Ma a tratti fa pensare anche all’intensità nella parte finale di Mulholland Drive: lui (un sempre camaleontico Sean Penn) perso nella vastità del deserto sulla sua auto; il mondo fuori e dentro sé, un mondo a parte, introspettivo, proprio come Una notte a New York con la megalopoli sospesa a far da cornice fuori dal taxy.
All’interno lei, Girlie, sembra forte, decisa e sicura di sé; così la delinea Clark, tassista e aspirante psicologo dal nome sbagliato. In realtà, come tutti, ha i suoi scheletri nell’armadio. Cresciuta senza un padre che finché è stato presente non l’ha degnata né di abbracci, né di carezze, quel padre mancato – probabilmente – lo ricerca sotto altre forme.
Ed è allora che papà (Dad) si declina in papino (Daddio dal titolo originale: Daddy-or…), vezzeggiativo con il quale la giovane donna chiama il suo amante (un misterioso padre di famiglia).
Un “Daddy” e non un “Dad”, un papino e non un padre come sono soliti chiamarlo i piccoli figli dello sconosciuto ma anche quella “acquisita”, la figlia cresciuta.

Perché vederlo?

_IL TUO COMPITO_
Prosegui la recensione del film Una notte a New York dal punto in cui si ferma.

_ELENCO_
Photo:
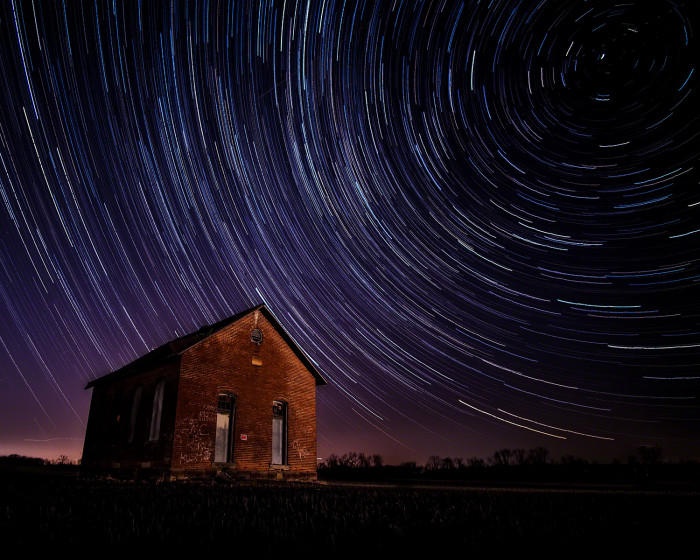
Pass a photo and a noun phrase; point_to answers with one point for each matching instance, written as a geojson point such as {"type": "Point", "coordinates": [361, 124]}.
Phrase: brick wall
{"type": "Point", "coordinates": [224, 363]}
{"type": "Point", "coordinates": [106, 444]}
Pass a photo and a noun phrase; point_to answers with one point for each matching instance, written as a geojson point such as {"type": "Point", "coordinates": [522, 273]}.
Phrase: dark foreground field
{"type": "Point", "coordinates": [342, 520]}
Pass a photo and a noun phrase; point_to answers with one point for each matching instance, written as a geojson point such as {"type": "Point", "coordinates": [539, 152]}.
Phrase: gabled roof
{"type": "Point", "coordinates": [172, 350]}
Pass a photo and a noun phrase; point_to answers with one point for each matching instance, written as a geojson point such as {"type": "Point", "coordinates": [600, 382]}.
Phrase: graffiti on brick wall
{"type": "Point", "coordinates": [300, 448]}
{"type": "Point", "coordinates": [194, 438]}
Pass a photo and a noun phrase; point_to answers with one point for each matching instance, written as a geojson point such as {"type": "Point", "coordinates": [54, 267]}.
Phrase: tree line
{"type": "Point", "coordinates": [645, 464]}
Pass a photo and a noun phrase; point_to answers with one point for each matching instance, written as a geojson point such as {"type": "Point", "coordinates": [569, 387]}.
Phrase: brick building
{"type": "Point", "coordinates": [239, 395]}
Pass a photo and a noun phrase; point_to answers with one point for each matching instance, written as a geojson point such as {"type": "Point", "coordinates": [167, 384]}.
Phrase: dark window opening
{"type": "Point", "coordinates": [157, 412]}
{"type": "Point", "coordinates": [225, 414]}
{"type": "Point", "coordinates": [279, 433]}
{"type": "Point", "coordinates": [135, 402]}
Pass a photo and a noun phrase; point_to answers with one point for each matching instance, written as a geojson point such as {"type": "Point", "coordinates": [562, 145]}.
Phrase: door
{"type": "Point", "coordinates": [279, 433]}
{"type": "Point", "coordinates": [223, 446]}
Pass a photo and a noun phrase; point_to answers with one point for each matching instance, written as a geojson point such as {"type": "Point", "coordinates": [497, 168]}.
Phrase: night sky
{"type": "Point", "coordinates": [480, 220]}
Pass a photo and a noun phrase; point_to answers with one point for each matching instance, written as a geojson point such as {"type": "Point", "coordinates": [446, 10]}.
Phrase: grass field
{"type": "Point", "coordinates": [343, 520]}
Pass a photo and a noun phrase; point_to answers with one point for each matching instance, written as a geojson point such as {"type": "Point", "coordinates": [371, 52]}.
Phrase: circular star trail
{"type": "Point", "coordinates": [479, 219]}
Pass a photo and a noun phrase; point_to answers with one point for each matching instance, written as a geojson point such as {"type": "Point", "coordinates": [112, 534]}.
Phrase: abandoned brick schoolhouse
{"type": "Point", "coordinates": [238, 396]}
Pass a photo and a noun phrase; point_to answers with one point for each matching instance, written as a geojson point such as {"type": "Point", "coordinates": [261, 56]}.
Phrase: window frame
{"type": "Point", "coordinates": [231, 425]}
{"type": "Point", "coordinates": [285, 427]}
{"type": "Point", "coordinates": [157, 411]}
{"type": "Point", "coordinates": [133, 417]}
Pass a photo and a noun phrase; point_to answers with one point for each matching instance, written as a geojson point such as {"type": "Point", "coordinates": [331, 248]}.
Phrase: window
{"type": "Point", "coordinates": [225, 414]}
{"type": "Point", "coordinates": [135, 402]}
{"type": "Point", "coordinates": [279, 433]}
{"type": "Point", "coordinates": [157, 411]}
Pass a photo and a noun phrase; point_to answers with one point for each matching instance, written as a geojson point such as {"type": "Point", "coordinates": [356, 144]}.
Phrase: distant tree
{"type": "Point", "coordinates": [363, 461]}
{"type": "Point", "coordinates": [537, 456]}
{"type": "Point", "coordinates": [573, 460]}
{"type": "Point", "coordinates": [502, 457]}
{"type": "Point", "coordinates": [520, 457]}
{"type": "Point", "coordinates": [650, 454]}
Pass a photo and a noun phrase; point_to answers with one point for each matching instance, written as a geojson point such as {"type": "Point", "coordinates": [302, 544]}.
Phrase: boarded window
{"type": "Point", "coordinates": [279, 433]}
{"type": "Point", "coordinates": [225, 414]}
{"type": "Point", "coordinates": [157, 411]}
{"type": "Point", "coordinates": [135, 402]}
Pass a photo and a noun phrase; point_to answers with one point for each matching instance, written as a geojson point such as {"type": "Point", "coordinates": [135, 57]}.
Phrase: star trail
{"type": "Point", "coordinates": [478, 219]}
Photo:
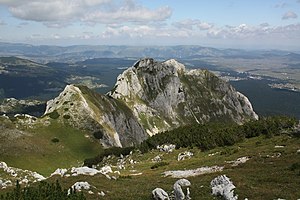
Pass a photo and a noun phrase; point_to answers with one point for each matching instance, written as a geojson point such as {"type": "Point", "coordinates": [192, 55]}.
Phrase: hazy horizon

_RISPOSTA SCRITTA_
Se la domanda fosse posta al contrario molteplici sarebbero le motivazioni da sostenere per un film che non decolla ma rimane chiuso ermeticamente in quel taxy ancorato alle sole interpretazioni dei due attori protagonisti.
Quindi… perché vederlo?
Per il film interessante che sarebbe potuto diventare (se solo non fosse caduto in ovvietà; testimonianza dello spessore morale della civiltà odierna?) e per poter immaginare sviluppi senz’altro differenti.
In effetti ognuno ha il suo “0” e il suo “1” da condividere e le “caramelle” offerte (da Penn) purtroppo non bastano e non soddisfano uno spettatore esigente.
La fotografia dell’ipnotica New York aggiunge una nota di mistero alla messinscena.